Segment Start: Material for this task

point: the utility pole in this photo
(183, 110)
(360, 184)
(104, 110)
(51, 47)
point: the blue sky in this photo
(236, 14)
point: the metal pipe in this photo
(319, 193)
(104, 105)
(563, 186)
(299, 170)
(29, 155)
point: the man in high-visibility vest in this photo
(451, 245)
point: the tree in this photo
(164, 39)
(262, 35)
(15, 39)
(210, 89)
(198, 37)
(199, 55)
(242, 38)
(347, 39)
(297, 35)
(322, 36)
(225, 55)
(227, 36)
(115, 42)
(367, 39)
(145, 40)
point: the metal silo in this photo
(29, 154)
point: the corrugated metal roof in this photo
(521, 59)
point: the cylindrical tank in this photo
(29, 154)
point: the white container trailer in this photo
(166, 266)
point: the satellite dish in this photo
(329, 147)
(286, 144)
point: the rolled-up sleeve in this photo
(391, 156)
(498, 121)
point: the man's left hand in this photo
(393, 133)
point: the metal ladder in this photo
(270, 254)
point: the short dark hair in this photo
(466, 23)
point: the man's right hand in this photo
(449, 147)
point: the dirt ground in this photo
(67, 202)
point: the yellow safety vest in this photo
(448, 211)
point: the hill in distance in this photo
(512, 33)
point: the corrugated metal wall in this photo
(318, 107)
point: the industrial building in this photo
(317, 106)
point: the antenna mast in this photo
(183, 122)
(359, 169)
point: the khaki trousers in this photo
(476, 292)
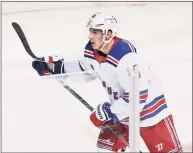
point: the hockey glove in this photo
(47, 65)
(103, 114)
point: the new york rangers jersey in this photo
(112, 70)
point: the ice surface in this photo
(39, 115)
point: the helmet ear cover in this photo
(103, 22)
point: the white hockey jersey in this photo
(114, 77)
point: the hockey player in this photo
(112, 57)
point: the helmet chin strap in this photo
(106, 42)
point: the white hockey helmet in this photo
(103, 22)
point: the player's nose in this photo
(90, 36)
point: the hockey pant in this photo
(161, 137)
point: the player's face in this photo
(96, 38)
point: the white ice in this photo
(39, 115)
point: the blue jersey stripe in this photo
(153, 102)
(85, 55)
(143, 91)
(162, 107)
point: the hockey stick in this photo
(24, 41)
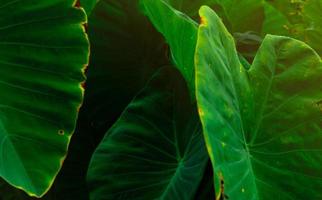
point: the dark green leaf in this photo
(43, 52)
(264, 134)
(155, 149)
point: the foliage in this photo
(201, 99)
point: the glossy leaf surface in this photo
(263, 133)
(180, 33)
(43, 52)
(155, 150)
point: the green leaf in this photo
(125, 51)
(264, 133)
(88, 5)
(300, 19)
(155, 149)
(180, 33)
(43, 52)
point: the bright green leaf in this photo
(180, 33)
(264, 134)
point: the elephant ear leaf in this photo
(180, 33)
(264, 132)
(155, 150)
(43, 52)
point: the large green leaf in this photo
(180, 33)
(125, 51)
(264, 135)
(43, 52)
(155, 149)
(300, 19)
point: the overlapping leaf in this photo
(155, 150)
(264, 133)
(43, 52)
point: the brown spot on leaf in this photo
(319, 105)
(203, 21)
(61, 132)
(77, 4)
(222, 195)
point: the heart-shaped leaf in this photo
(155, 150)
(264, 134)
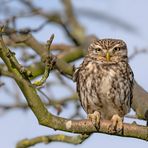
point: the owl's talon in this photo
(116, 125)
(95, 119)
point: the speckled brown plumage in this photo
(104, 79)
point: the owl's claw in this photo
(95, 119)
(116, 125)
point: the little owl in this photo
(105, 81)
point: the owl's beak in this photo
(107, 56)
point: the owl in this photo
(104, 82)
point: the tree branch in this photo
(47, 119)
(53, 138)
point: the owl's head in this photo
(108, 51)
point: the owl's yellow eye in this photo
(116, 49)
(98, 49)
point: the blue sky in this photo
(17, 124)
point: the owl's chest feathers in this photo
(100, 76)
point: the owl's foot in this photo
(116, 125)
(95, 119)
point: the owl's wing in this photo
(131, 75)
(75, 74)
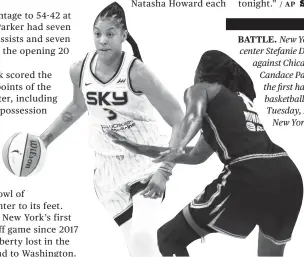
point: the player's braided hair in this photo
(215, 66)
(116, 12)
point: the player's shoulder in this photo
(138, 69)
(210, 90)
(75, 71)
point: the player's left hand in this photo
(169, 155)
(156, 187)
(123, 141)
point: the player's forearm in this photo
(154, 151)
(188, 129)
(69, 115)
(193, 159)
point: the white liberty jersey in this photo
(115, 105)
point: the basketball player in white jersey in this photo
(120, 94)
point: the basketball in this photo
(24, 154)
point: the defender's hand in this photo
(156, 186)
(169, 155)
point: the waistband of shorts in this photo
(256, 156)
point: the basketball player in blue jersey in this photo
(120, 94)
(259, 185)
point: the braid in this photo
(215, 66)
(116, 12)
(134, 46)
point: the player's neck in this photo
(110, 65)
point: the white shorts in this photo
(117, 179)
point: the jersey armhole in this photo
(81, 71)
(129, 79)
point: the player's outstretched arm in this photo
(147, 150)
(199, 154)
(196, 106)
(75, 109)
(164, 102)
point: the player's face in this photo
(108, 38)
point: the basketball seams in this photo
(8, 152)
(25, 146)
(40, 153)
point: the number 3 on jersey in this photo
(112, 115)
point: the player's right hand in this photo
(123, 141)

Segment End: Material for this task

The reply must consist solely of the lines from the one containing "point: the player's left hand in this photo" through the last line of the data, reproduced exactly.

> **Exercise output**
point: the player's left hand in this photo
(169, 155)
(156, 187)
(123, 141)
point: the player's forearm in this photo
(154, 151)
(188, 129)
(69, 115)
(193, 159)
point: the white liberty jersey in this photo
(115, 105)
point: the basketball player in white jersey in this photo
(120, 94)
point: the basketball in this photo
(24, 154)
point: the defender's hand in this photo
(156, 186)
(169, 155)
point: the waistband of shorts in this photo
(256, 156)
point: the basketball player in blue jersey in this photo
(120, 94)
(259, 185)
point: the braid in this photo
(215, 66)
(116, 12)
(134, 46)
point: the player's neck in this photo
(110, 65)
point: the white shorts in this photo
(117, 179)
point: the jersey armhole in this photo
(81, 71)
(129, 79)
point: the player's outstretched arm in this photo
(147, 150)
(199, 154)
(196, 106)
(75, 109)
(164, 102)
point: the player's face in this photo
(108, 38)
point: the basketball seams in this photo
(8, 152)
(25, 146)
(40, 153)
point: the number 3 on jersey in this photo
(112, 115)
point: the player's right hand in this photo
(123, 141)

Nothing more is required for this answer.